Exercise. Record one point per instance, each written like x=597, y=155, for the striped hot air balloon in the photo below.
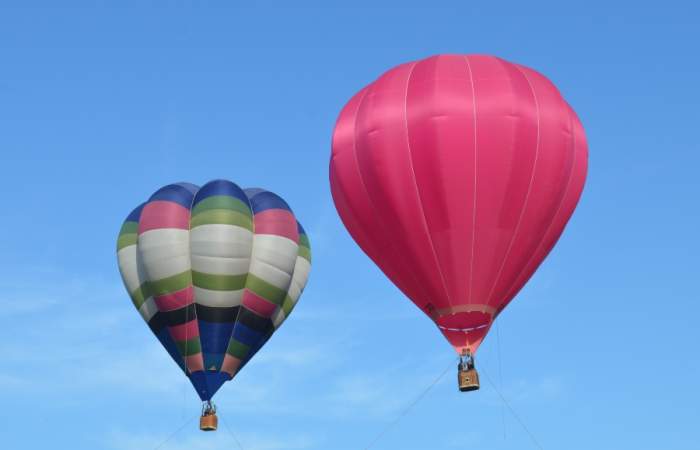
x=214, y=271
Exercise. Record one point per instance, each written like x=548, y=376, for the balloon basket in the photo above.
x=468, y=380
x=208, y=422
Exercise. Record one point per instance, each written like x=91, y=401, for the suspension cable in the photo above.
x=172, y=435
x=405, y=411
x=512, y=411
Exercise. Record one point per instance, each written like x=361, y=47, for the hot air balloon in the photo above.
x=213, y=271
x=456, y=175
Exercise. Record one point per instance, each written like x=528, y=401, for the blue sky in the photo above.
x=100, y=106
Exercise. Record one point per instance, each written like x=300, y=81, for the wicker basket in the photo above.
x=468, y=380
x=208, y=422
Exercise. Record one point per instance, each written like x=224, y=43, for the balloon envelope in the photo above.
x=213, y=271
x=456, y=175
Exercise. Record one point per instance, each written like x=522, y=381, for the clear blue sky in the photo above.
x=100, y=106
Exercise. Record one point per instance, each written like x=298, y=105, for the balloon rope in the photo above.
x=230, y=431
x=172, y=435
x=512, y=411
x=500, y=375
x=409, y=407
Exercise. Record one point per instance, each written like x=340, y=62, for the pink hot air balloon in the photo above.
x=456, y=174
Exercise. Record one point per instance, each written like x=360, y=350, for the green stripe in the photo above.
x=126, y=240
x=192, y=346
x=221, y=202
x=305, y=253
x=139, y=296
x=288, y=305
x=171, y=284
x=223, y=216
x=129, y=227
x=218, y=282
x=237, y=349
x=265, y=290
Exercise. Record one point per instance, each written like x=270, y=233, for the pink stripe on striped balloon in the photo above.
x=277, y=221
x=185, y=331
x=258, y=304
x=230, y=364
x=175, y=300
x=194, y=363
x=164, y=214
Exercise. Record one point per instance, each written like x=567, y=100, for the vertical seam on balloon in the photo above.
x=527, y=195
x=408, y=267
x=240, y=307
x=471, y=257
x=194, y=300
x=415, y=184
x=569, y=183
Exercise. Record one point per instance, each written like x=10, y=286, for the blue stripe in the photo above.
x=207, y=383
x=246, y=335
x=214, y=336
x=174, y=193
x=169, y=344
x=261, y=200
x=193, y=188
x=135, y=215
x=221, y=187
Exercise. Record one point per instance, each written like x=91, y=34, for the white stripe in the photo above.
x=221, y=240
x=277, y=251
x=148, y=309
x=278, y=318
x=132, y=277
x=208, y=297
x=164, y=252
x=271, y=274
x=220, y=266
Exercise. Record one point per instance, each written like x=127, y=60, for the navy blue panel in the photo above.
x=174, y=193
x=214, y=336
x=135, y=215
x=245, y=335
x=221, y=187
x=213, y=361
x=199, y=381
x=261, y=200
x=215, y=380
x=167, y=341
x=193, y=188
x=207, y=383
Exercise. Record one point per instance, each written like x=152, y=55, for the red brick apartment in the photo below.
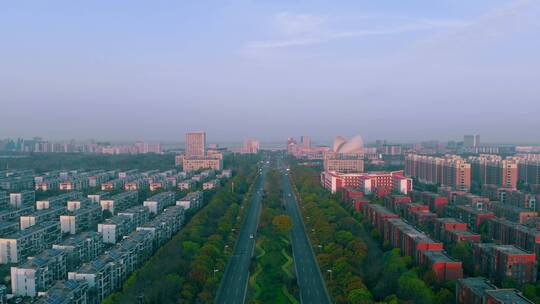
x=499, y=262
x=478, y=290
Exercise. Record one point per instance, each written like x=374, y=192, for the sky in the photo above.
x=152, y=70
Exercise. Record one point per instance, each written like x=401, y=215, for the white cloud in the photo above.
x=306, y=29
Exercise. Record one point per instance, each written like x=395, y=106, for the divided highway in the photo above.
x=234, y=283
x=312, y=286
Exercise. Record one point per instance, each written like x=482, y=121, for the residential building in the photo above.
x=119, y=202
x=114, y=229
x=195, y=144
x=191, y=200
x=137, y=215
x=494, y=170
x=81, y=248
x=38, y=273
x=444, y=267
x=50, y=214
x=209, y=185
x=85, y=218
x=22, y=198
x=66, y=292
x=195, y=163
x=471, y=216
x=18, y=246
x=160, y=201
x=450, y=170
x=500, y=262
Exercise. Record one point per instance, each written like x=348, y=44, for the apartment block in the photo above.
x=409, y=240
x=469, y=215
x=441, y=227
x=511, y=233
x=66, y=292
x=160, y=201
x=8, y=227
x=165, y=225
x=99, y=275
x=512, y=213
x=120, y=201
x=444, y=267
x=494, y=170
x=377, y=215
x=97, y=197
x=197, y=163
x=38, y=273
x=209, y=185
x=22, y=198
x=59, y=200
x=450, y=170
x=51, y=214
x=137, y=215
x=499, y=262
x=17, y=247
x=114, y=229
x=192, y=200
x=80, y=248
x=85, y=218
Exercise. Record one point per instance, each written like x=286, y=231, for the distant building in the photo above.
x=471, y=141
x=347, y=156
x=195, y=144
x=198, y=163
x=251, y=146
x=450, y=170
x=494, y=170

####

▶ Task to carry out
Repeat all of the lines above word for word, but leave out the pictures.

▶ The reply
Exercise. Record one point per instance, each written like x=597, y=155, for the striped hot air balloon in the photo below.
x=214, y=271
Exercise. Record one point per instance, each written like x=548, y=376, for the balloon basket in the photo above.
x=468, y=380
x=208, y=422
Exercise. Record one point per instance, each written like x=91, y=401, for the suspension cable in the photo above.
x=172, y=435
x=405, y=411
x=512, y=411
Exercise. Record one point per instance, each written like x=361, y=47, for the hot air balloon in the photo above.
x=213, y=271
x=456, y=175
Exercise. Record one point per instance, each written like x=528, y=401, for the blue sky in the photo above.
x=100, y=106
Exercise. Record one point per instance, each written like x=300, y=81, for the wicker basket in the photo above.
x=468, y=380
x=208, y=422
Exercise. Record one point per instance, each written like x=224, y=43, for the balloon envelope in the photo above.
x=213, y=271
x=456, y=175
Exercise. Record one point per instance, each written like x=522, y=381, for the clear blue sky in the photo above.
x=100, y=106
Exercise. Record one point per instance, each written like x=298, y=105, for the balloon rope in the photo above.
x=230, y=431
x=172, y=435
x=512, y=411
x=500, y=375
x=409, y=407
Exercise. Record one point per instance, each written like x=340, y=62, for the pink hot air balloon in the photo above.
x=456, y=174
Exercise. Record one point per instance, each written like x=360, y=350, for the green stripe in the photo above.
x=126, y=240
x=192, y=346
x=221, y=202
x=305, y=253
x=139, y=296
x=288, y=305
x=171, y=284
x=223, y=216
x=129, y=227
x=218, y=282
x=237, y=349
x=265, y=290
Exercise. Record one point per instance, each written like x=270, y=233, for the pink stripe on striped balloon in the photo above.
x=277, y=221
x=185, y=331
x=258, y=304
x=230, y=364
x=175, y=300
x=194, y=363
x=164, y=214
Exercise. Record one point per instance, each written like x=567, y=100, for the vertical seam on balloon in the photo above.
x=527, y=195
x=408, y=267
x=240, y=307
x=471, y=257
x=194, y=300
x=415, y=184
x=569, y=183
Exercise. Record one point per instance, each written like x=10, y=286, for the blue stripe in the photo above.
x=207, y=383
x=246, y=335
x=214, y=336
x=174, y=193
x=169, y=344
x=261, y=200
x=193, y=188
x=135, y=215
x=221, y=187
Exercise. Record one point per instance, each written like x=91, y=34, for the white stripe in the photo above.
x=221, y=240
x=277, y=251
x=148, y=309
x=278, y=318
x=132, y=277
x=208, y=297
x=164, y=252
x=271, y=274
x=220, y=266
Exercise. Record one point per instance, each written like x=127, y=60, for the navy blue panel in the photo above.
x=174, y=193
x=214, y=336
x=135, y=215
x=245, y=335
x=221, y=187
x=213, y=361
x=199, y=381
x=261, y=200
x=215, y=380
x=167, y=341
x=193, y=188
x=207, y=383
Exercise. Record one point per instance, each written like x=152, y=55, for the red brick apartment in the photo below.
x=499, y=262
x=478, y=290
Exercise. Record one point per instance, each written like x=374, y=192, for the sky in the photo above.
x=152, y=70
Exercise. Record one point per instance, each written like x=401, y=215, for the white cloud in the photo above.
x=306, y=29
Exercise. Record one point per instance, each written like x=395, y=106, for the divided highway in the photo above.
x=234, y=283
x=312, y=286
Exercise. Record one point per instance, each written like x=482, y=121, for the residential building in the photo above.
x=119, y=202
x=114, y=229
x=195, y=144
x=191, y=200
x=137, y=215
x=494, y=170
x=81, y=248
x=38, y=273
x=444, y=267
x=50, y=214
x=209, y=185
x=85, y=218
x=22, y=198
x=66, y=292
x=195, y=163
x=471, y=216
x=18, y=246
x=160, y=201
x=450, y=170
x=500, y=262
Exercise. Record one point per instance, each written like x=348, y=44, for the apartment block in the photo above.
x=409, y=240
x=469, y=215
x=441, y=227
x=511, y=233
x=66, y=292
x=160, y=201
x=8, y=227
x=165, y=225
x=99, y=275
x=512, y=213
x=120, y=201
x=444, y=267
x=494, y=170
x=377, y=215
x=97, y=197
x=197, y=163
x=38, y=273
x=209, y=185
x=22, y=198
x=59, y=200
x=450, y=170
x=51, y=214
x=137, y=215
x=499, y=262
x=17, y=247
x=114, y=229
x=192, y=200
x=80, y=248
x=85, y=218
Exercise. Record one point per instance, each written like x=286, y=231, for the distant building in the photo above.
x=471, y=141
x=347, y=156
x=195, y=144
x=198, y=163
x=251, y=146
x=450, y=170
x=494, y=170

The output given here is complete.